%%
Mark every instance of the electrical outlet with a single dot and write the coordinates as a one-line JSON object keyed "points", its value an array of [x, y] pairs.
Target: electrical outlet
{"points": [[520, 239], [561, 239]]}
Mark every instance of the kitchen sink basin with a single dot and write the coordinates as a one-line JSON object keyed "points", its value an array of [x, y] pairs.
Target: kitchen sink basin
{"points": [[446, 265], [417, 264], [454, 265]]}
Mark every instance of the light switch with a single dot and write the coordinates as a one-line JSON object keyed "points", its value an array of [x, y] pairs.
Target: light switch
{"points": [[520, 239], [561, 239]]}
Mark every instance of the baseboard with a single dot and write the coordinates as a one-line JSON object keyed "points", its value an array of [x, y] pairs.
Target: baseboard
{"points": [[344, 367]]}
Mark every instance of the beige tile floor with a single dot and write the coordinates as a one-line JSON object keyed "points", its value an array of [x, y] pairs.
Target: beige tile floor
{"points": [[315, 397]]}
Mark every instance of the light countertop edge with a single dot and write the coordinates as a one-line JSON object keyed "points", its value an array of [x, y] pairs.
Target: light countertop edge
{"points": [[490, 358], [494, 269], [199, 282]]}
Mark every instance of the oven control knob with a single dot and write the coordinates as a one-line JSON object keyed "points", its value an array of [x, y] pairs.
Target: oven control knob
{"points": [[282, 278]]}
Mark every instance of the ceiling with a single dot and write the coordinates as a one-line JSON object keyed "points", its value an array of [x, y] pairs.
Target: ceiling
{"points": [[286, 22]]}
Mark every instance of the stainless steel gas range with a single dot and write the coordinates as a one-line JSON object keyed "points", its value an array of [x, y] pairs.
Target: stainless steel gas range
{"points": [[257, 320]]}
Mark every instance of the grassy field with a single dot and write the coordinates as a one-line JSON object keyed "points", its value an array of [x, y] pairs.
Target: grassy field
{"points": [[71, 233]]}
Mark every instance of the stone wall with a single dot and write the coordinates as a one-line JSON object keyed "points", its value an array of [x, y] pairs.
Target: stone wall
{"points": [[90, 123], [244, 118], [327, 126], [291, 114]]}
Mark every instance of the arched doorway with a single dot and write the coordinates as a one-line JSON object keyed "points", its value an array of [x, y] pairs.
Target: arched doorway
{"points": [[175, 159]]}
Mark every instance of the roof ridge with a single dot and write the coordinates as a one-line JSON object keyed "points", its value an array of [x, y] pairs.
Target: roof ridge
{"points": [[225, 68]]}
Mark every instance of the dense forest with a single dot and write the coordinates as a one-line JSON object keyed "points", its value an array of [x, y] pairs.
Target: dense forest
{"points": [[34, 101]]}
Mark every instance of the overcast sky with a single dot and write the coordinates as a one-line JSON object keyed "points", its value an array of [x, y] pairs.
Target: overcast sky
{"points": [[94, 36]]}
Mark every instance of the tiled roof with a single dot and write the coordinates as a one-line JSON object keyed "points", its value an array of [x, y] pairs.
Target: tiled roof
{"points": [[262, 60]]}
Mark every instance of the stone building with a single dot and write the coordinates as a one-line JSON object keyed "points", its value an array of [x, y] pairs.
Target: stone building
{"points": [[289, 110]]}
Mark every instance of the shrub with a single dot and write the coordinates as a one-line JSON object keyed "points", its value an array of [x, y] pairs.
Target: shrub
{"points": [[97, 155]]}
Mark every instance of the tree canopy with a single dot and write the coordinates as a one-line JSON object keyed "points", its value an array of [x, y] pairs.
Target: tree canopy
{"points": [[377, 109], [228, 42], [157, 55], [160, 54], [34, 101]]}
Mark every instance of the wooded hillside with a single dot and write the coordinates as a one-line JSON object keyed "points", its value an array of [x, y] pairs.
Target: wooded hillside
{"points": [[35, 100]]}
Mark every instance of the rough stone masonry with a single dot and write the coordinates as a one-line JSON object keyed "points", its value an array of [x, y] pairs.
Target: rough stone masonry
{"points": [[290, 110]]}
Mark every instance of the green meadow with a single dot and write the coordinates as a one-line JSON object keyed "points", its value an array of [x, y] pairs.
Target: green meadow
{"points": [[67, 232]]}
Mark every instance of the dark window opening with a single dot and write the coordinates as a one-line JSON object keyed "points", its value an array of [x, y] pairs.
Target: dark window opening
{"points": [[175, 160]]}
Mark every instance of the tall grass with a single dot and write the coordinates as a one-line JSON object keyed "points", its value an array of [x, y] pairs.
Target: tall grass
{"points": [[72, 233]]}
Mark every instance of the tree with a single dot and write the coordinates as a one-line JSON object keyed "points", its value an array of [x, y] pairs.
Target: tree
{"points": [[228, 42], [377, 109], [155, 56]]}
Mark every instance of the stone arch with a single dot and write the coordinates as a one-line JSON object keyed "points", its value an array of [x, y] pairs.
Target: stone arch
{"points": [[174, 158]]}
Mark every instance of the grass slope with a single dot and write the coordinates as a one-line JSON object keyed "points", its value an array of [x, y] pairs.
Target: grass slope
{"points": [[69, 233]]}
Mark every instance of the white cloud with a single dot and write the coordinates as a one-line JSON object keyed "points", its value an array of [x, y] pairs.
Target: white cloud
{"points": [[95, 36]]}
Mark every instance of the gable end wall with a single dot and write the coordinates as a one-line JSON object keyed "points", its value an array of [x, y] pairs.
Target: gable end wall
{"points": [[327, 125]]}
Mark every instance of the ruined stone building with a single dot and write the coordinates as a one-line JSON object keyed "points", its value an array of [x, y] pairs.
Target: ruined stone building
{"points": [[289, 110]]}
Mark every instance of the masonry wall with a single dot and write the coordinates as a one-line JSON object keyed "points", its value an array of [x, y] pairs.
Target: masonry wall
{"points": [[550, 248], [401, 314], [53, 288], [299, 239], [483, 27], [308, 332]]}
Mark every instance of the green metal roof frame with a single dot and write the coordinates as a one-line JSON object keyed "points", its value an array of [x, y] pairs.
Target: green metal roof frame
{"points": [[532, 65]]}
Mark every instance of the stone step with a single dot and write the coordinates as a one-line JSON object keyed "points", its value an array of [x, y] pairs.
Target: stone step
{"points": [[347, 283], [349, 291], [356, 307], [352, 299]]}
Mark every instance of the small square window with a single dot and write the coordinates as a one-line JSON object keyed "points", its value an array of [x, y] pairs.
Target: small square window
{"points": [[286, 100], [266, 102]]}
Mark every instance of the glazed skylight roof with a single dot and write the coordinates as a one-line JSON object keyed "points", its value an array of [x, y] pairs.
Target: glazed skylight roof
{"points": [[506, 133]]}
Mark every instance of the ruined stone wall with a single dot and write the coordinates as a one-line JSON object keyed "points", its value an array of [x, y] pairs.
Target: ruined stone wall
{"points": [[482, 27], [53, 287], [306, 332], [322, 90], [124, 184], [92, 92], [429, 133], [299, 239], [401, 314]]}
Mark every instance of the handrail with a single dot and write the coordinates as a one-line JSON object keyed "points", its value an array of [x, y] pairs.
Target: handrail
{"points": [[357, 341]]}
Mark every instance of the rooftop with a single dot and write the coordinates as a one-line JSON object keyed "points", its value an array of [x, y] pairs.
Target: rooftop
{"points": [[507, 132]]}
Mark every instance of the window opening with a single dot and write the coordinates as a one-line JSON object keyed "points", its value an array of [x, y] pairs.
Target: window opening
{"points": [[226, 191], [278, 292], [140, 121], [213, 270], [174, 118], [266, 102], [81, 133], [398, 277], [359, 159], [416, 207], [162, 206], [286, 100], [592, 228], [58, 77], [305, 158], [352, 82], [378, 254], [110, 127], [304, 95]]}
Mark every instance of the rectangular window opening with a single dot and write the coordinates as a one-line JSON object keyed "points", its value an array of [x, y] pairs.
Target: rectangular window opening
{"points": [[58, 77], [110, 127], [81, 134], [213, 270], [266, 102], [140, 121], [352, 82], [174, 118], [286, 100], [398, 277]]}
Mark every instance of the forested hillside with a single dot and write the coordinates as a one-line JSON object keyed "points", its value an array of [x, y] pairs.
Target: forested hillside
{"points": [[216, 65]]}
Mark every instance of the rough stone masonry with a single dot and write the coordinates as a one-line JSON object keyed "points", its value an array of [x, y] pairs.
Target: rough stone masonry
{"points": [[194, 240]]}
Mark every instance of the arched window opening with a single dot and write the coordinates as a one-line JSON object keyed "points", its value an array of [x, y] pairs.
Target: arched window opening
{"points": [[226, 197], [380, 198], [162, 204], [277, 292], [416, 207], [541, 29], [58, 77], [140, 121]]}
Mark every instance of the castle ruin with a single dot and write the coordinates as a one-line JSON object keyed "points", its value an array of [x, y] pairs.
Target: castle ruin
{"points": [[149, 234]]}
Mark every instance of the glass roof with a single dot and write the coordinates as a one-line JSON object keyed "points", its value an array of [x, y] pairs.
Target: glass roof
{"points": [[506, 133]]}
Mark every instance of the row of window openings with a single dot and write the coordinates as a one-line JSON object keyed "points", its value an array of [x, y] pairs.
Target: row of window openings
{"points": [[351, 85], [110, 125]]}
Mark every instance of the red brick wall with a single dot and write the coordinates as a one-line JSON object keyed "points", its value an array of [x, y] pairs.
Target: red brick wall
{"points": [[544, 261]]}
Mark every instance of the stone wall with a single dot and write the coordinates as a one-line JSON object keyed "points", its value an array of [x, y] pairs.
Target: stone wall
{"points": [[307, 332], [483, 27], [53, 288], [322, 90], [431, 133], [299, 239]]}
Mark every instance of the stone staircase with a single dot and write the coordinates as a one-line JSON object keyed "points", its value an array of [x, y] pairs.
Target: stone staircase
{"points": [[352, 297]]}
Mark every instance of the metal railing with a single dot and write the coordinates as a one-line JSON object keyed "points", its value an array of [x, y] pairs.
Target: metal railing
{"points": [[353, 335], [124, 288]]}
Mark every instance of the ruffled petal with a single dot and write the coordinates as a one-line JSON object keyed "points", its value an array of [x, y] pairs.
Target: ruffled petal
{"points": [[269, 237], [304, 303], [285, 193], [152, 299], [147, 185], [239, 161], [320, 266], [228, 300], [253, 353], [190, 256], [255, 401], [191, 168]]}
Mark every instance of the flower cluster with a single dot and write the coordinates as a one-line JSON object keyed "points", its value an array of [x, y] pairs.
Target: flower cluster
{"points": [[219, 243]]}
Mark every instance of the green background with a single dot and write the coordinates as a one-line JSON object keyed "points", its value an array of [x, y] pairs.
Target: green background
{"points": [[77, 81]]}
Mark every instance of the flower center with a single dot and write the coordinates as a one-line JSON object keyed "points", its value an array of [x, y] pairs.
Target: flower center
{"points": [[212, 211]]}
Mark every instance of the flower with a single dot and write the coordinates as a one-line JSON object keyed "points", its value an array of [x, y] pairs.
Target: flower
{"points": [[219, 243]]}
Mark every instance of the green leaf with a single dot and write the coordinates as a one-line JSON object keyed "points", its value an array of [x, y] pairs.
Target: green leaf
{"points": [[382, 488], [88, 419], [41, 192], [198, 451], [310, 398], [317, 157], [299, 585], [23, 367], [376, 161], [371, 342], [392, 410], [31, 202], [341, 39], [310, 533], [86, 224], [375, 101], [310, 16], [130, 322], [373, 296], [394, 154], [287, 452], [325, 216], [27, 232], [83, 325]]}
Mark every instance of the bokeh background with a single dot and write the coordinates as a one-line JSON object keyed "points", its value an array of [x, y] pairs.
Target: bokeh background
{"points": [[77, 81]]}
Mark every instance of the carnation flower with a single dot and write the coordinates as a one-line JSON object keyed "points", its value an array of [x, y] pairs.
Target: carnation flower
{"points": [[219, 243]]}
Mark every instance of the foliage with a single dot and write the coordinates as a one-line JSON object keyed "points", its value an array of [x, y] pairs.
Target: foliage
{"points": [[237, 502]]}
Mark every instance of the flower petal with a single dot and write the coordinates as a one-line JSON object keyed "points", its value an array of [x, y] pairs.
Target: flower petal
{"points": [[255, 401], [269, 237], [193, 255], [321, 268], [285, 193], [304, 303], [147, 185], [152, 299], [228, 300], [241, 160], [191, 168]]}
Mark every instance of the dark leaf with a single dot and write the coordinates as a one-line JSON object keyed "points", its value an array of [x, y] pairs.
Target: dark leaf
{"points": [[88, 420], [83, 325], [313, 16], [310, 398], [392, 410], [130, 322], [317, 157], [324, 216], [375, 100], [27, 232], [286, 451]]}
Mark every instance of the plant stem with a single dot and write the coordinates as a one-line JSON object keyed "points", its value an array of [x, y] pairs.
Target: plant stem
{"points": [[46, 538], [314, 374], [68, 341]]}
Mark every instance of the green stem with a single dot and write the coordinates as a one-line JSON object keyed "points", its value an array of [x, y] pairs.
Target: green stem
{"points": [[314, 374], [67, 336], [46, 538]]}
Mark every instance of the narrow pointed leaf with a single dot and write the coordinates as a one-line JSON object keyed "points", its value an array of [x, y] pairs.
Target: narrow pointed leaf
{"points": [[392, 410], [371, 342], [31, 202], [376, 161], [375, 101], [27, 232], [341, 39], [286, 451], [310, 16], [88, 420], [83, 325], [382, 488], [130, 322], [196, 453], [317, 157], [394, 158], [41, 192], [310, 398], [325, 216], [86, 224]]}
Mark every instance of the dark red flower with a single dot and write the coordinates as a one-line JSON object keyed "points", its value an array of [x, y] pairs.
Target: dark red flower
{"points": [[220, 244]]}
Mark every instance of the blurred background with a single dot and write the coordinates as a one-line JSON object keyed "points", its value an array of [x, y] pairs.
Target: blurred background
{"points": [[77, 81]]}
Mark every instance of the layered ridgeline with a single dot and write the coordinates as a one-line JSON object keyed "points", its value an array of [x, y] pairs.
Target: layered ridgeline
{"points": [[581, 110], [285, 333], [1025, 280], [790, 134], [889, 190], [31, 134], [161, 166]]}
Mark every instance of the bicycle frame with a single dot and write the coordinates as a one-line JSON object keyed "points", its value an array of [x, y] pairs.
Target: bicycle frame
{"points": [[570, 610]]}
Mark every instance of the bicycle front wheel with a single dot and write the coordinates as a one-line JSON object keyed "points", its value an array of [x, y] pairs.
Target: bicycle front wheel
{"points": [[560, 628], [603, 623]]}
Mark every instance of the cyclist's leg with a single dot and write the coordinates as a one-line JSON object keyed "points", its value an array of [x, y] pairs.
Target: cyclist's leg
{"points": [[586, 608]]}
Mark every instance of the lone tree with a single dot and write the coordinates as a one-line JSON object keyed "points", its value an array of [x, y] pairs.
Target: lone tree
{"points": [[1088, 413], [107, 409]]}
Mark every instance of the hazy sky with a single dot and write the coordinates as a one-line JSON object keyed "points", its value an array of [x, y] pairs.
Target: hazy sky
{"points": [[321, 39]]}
%%
▶ **Problem description**
Find the line containing "Mark every instance of the bicycle front". Reproduce it exactly, along with every line after it through the last.

▶ **The completed task**
Mark every instance of the bicycle front wheel with a single dot and write the coordinates as a one-line JSON object keyed "points", its value an array of [x, y] pairs.
Target: bicycle front wheel
{"points": [[560, 628], [603, 623]]}
Mark every instance of the cyclist's leg with a single dot and write the coordinates as a one-line JSON object keyed "points", its value an array of [x, y] pairs.
Target: cyclist's leg
{"points": [[586, 608]]}
Mark every instance of the lone tree with a single dot and write the coordinates as a one-line JSON object keyed "points", its value an array of [x, y] pairs.
Target: lone tree
{"points": [[1088, 413], [107, 409]]}
Mark every instance of the hazy sky with a single dot and write the coordinates as a one-line JSON object keyed "points", its value an array of [x, y] pairs.
Target: hazy sky
{"points": [[321, 39]]}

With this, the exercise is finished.